抜粋:
バリバラ「バリバラジャーナル 見え始めた精神医療の実態」

バリバラ選、つまり再放送だが、「バリバラジャーナル 見え始めた精神医療の実態」を録画していたので、見た。
前半は、精神疾患の患者が「精神病」というレッテルを貼られた途端、一般社会で生きていくことを許されず、精神科病院に放り込まれる現実を描いていた。40年、50年と精神科病院に入院「させられた」患者たち。見たところ、意思疎通が出来ないわけでもなく、この程度だったら、福祉のサポートさえあれば、地域で十分暮らしていけるのではないかと思った。
特に「俺、入院してたから、何も出来ない」という男性患者が印象深かった。入院していなかったら、一般社会で一人暮らしをしていたら、料理は難しいかもしれないけど、洗濯くらいなら出来るようになっただろうに。長い入院生活は、患者から「生きるちから」を奪うのだと痛感した。
ただ、いわゆる急性期の患者には、入院施設は必須ではなかろうかと思った。私自身は、精神科への入院経験が無いので、想像や伝聞でしか語れないのだけど、もし、最初の大学時代に通っていたメンクリで、医師の前で興奮状態に陥った時に、すぐ「鎮静剤の注射」ではなく「措置入院」の対処が取られていたら、もっと違った人生になったかもしれない。まぁ悪い意味で違った人生になっていたかもしれないけど。

番組では、福島の矢吹病院という所が取材されていた。原発周辺にあった精神科病院に入院していた患者が、原発事故で県外へ転院し、また福島に戻ってくるために、矢吹病院が一旦受け入れることになっているそうだ。
でも、なんで患者の多くが、「もし入院してなかったら、結婚とか仕事とか出来たと思う」って言うんだろうねぇ? それ、今時健常者でも難しいのに。まともな収入の無い精神障害者の男性が、簡単に結婚できるわけ無いだろうに。そこらへんの現実感の無さが、まさに長年の入院で麻痺してしまった所なんだろうねぇ。

記録データ:
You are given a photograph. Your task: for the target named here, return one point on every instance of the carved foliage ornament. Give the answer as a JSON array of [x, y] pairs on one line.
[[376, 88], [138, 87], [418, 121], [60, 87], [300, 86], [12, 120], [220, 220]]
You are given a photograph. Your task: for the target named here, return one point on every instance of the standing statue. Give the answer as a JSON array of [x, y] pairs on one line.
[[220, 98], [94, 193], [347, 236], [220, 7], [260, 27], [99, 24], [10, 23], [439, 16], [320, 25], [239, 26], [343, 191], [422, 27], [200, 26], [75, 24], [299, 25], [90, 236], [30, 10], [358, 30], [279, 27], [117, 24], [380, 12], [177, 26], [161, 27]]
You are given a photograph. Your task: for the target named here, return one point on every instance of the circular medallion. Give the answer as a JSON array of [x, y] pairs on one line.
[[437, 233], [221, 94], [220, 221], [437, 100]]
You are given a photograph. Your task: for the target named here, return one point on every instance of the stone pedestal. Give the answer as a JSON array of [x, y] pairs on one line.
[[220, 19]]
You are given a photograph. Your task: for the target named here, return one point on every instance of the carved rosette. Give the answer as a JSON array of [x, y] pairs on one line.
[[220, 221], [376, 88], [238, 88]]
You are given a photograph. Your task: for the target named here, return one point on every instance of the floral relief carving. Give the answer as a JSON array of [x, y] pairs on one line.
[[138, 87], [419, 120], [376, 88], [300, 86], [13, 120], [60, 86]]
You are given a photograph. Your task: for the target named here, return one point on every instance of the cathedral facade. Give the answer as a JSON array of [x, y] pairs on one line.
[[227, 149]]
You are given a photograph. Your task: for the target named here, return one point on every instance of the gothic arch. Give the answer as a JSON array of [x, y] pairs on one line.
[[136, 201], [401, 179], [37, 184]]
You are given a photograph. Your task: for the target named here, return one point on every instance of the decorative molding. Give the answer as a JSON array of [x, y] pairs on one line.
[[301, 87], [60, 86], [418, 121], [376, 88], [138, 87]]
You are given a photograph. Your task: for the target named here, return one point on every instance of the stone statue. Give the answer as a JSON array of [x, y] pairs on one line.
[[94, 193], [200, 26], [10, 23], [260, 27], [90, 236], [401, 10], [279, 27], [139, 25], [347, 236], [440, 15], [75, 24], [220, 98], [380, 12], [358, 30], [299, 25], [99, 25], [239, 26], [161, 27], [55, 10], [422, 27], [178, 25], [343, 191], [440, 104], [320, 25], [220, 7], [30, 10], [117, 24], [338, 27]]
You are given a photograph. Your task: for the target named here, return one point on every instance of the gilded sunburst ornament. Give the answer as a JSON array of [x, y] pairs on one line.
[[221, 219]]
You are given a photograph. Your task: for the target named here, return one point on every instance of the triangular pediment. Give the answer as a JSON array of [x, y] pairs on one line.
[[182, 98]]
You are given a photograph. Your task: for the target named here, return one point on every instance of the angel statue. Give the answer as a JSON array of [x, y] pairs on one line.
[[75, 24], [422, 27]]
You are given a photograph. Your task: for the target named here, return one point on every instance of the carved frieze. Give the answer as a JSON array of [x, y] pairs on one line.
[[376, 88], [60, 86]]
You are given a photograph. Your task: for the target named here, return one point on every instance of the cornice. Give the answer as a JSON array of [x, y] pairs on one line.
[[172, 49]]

問題: 上にある精神医療の番組についての文章を、最後の文の後から続けて書いてください。

解答:
矢吹病院の医師が、「家族が入院を望んでいる」的なことを言っていたのが印象的だった。ほかにも、患者の家族へのインタビューが何名が出てきたけど、揃って「家には置いておけない」「家で面倒が看られない」等を言っていて、なんかモニョった。精神疾患の患者は、認知症の患者と似たような感じなのかもしれない。本人への意思確認が疎かにされがち、という意味で。患者が「家で、地域で生活したい」と言っても、家族が「無理」と言ったら、入院させられてしまうのだ。
でも、多分、今はそうはなっていないと思う。というか、そう思いたい。私が通う支援センターにも、結構症状が重めの人がたまに来るけど、訪問介護などを受けて、なんとか地域で暮らしているようだ。みんながそういう風になれればいいと思うんだけどね。
なんか、「真面目にやってれば退院できるから」と思って暮らしてきた女性が、まるで刑務所にいる受刑者のようで、精神科病院って何なんだろう、と愕然とした。
また、知的障害者が精神科病院に入院させられているケースが結構ある、というのも驚いた。なんだろうな、この矢吹病院の医師は、すごく良心的だなと思った。無駄に入院させて患者から医療費を巻き上げようってタイプの医者じゃない。ちゃんと患者の疾病を見極めて、「この人は精神病じゃなくて知的障害だから、それに合ったサポートをしてあげるのがいい」と判断している。これからの精神科はこうでなくちゃ、って思った。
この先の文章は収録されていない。